[RECORDS FOR THE EXERCISE]:
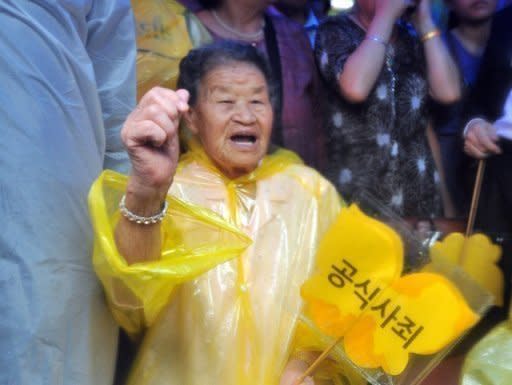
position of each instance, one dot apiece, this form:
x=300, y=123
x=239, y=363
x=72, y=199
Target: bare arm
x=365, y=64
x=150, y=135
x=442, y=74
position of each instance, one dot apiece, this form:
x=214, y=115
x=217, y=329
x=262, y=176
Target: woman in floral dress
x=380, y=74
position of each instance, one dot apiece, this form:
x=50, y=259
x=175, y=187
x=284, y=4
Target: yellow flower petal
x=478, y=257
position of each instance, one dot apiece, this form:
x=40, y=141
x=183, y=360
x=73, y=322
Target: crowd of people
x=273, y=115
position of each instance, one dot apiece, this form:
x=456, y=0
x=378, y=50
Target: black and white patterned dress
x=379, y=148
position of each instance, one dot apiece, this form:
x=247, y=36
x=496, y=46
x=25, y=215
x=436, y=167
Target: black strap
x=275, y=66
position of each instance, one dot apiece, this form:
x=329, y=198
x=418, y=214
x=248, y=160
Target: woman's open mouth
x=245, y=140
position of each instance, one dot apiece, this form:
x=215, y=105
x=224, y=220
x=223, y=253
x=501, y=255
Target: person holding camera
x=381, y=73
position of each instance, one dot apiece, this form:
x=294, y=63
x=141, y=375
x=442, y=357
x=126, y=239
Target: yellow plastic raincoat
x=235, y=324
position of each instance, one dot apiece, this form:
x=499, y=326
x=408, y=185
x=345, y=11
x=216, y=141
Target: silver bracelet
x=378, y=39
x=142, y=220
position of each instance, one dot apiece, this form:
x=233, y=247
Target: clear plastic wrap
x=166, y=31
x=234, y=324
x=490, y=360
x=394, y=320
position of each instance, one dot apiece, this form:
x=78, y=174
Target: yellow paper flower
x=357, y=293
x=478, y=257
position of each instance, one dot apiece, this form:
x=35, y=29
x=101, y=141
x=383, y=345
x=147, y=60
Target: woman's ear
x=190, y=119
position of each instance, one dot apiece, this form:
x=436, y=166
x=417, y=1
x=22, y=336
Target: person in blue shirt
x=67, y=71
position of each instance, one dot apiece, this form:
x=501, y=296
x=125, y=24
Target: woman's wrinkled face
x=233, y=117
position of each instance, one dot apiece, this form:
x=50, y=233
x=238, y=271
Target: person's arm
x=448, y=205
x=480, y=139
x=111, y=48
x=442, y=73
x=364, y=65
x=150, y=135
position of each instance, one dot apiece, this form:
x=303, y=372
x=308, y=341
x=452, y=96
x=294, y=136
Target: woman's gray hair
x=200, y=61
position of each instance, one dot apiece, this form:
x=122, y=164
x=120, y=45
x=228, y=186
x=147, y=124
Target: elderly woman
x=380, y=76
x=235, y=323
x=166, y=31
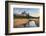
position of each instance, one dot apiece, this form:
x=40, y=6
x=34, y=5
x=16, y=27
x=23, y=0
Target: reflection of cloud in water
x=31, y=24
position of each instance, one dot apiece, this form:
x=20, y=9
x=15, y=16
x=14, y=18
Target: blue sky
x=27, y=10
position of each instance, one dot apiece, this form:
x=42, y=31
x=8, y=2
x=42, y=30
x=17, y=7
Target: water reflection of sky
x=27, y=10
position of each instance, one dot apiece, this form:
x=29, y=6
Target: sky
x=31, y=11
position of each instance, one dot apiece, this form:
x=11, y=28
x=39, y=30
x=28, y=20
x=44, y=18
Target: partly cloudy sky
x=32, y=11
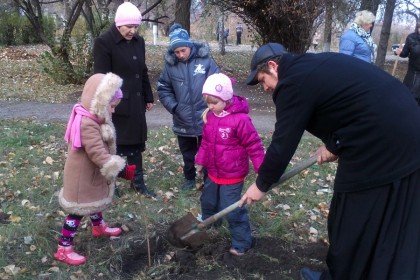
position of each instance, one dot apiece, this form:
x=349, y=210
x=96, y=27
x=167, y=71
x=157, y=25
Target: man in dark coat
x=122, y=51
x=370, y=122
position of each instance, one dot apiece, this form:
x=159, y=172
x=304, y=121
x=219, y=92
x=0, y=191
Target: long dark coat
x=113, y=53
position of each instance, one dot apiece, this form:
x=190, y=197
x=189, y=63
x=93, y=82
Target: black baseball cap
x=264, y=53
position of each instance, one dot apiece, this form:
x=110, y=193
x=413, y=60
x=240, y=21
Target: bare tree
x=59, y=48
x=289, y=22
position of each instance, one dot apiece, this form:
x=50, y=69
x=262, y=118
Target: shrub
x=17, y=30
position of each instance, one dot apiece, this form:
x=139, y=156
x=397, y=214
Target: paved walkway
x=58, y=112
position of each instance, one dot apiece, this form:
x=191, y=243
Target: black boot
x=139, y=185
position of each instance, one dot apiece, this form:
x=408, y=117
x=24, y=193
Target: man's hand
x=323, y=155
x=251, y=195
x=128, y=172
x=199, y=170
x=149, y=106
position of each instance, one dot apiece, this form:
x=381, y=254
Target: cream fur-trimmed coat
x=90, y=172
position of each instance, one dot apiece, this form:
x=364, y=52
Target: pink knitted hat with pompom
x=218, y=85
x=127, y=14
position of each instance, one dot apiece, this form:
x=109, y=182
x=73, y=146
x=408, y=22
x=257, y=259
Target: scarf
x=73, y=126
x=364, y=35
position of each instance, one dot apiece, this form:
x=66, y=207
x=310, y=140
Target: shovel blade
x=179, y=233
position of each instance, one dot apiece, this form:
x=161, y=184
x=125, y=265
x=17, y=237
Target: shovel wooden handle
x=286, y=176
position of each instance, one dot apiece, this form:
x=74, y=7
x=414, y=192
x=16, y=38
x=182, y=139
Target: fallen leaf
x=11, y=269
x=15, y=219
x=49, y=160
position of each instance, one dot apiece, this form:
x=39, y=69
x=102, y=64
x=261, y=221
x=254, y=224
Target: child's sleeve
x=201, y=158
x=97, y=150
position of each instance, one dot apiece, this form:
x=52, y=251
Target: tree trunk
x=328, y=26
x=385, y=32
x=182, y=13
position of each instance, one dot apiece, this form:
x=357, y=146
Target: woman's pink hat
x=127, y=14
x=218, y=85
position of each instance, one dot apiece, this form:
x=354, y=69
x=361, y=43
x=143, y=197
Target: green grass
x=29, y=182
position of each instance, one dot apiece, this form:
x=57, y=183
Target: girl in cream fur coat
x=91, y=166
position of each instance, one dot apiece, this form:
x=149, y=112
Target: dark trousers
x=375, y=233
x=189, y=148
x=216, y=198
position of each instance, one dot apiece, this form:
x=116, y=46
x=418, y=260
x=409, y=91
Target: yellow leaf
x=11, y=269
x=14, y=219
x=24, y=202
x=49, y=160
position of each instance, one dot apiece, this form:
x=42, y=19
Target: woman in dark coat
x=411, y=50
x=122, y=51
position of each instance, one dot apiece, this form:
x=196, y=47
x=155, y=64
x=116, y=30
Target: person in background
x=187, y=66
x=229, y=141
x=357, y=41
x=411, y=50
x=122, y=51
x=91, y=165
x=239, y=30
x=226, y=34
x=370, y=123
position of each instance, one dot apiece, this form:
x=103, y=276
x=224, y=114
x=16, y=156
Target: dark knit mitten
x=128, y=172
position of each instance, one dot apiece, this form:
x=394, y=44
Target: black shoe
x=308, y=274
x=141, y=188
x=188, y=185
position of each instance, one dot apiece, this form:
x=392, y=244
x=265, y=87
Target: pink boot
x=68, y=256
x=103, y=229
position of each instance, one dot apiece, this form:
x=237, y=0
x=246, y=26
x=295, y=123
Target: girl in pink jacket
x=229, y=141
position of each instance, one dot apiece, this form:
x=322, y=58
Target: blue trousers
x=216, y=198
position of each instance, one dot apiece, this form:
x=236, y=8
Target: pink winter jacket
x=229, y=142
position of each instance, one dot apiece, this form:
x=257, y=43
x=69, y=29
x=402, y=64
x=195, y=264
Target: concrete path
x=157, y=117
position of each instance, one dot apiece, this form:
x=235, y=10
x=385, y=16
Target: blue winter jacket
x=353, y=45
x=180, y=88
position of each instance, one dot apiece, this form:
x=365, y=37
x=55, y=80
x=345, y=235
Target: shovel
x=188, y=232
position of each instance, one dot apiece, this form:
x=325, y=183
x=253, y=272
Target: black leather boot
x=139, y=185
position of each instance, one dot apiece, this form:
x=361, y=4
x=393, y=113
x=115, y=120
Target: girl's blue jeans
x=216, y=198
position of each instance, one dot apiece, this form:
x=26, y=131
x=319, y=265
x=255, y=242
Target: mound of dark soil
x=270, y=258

* * *

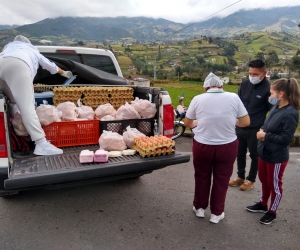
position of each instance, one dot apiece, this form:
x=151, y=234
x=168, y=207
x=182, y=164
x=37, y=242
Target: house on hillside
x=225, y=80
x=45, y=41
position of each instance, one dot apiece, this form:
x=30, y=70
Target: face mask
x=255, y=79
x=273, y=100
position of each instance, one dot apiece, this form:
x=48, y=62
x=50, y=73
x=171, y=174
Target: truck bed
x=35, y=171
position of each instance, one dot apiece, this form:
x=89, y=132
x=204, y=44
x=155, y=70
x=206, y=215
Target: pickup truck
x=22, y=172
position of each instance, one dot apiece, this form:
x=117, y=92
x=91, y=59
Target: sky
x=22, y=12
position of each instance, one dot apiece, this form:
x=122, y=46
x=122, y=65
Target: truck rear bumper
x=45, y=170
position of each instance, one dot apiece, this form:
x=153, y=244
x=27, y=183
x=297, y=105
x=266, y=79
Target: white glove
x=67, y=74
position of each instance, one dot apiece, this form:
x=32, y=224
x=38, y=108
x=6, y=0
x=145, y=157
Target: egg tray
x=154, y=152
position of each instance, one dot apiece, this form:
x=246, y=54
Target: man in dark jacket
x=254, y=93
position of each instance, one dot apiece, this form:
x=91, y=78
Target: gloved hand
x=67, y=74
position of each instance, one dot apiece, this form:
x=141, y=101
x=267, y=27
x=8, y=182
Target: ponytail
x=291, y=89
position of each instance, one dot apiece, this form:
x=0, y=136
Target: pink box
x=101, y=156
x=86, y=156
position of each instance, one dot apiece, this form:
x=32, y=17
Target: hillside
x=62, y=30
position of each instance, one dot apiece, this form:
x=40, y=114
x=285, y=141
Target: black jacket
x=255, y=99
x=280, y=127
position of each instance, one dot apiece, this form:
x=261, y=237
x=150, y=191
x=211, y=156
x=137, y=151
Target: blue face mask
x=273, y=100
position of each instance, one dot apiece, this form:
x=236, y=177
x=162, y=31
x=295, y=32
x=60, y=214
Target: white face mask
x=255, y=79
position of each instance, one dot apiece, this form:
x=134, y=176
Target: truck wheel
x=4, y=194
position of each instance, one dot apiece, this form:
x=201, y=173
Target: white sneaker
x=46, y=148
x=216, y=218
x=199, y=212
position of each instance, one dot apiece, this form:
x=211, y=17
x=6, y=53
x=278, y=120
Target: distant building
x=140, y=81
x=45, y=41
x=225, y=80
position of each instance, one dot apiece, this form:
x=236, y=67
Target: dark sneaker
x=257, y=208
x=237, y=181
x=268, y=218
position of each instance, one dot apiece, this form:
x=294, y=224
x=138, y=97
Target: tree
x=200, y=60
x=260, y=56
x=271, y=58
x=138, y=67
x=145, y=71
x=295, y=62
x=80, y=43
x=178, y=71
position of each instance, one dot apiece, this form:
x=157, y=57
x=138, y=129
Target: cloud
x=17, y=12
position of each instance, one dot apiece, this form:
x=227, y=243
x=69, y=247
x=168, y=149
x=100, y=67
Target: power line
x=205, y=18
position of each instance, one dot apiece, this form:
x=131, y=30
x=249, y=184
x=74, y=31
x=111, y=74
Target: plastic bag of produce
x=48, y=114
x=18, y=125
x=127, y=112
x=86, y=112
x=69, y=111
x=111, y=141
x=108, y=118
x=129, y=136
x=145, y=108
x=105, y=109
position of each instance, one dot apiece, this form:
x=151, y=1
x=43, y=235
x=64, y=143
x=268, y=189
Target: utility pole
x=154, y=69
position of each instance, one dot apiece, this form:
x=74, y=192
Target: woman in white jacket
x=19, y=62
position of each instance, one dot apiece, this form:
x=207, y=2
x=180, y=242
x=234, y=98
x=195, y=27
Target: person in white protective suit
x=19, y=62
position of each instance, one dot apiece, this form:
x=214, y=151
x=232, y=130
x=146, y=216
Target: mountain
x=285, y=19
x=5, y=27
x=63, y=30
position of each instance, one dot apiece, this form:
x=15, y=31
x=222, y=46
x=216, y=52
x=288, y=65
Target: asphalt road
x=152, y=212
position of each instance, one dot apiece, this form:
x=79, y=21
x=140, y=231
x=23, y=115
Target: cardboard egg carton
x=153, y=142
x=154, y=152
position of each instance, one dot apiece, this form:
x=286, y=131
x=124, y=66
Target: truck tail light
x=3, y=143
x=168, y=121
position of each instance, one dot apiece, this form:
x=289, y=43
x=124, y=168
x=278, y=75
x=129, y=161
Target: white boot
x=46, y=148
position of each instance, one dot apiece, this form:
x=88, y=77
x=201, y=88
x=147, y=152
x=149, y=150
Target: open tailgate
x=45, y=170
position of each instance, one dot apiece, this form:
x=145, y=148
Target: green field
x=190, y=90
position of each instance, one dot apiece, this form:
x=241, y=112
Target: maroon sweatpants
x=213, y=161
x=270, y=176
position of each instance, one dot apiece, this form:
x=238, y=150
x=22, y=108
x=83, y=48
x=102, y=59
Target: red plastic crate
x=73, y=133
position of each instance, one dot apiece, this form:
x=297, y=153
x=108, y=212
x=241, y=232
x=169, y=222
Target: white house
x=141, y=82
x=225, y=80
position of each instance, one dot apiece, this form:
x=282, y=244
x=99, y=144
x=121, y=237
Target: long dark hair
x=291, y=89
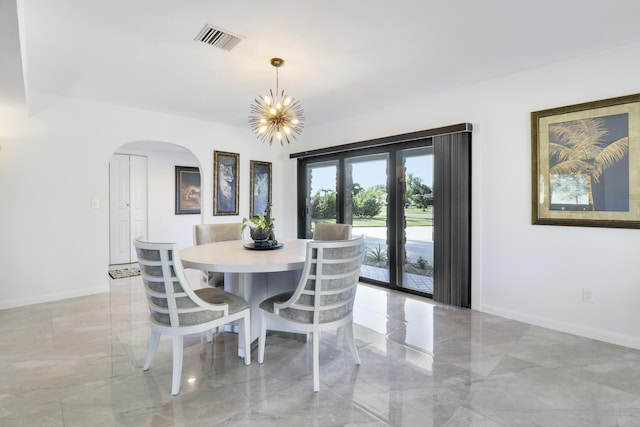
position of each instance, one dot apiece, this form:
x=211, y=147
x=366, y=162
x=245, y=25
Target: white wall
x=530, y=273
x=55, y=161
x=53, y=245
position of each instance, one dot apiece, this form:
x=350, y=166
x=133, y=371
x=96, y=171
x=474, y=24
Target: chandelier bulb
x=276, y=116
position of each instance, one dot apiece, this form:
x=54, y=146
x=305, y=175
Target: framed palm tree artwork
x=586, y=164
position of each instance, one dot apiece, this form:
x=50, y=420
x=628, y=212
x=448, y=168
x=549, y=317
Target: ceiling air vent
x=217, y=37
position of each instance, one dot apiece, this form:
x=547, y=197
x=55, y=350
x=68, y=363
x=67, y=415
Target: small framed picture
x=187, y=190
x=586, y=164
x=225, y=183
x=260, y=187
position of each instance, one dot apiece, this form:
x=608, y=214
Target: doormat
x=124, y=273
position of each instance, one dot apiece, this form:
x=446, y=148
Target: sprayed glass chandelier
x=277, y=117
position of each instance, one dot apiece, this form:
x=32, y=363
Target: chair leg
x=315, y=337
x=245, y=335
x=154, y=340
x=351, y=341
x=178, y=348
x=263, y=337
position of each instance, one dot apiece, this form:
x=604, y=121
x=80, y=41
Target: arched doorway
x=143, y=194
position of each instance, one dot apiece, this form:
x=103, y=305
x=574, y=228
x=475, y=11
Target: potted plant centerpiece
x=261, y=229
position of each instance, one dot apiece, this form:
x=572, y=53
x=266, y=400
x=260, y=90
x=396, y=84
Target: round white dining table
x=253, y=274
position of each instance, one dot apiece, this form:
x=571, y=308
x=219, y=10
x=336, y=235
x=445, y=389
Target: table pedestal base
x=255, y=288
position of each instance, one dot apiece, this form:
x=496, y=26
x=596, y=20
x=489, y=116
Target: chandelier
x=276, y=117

[WORK TO BE COMPLETED]: Report each line above that contains the word "boot", matching case exactly.

[EXERCISE SOLUTION]:
Target: black boot
Target: pink boot
Target: black leather boot
Target: white boot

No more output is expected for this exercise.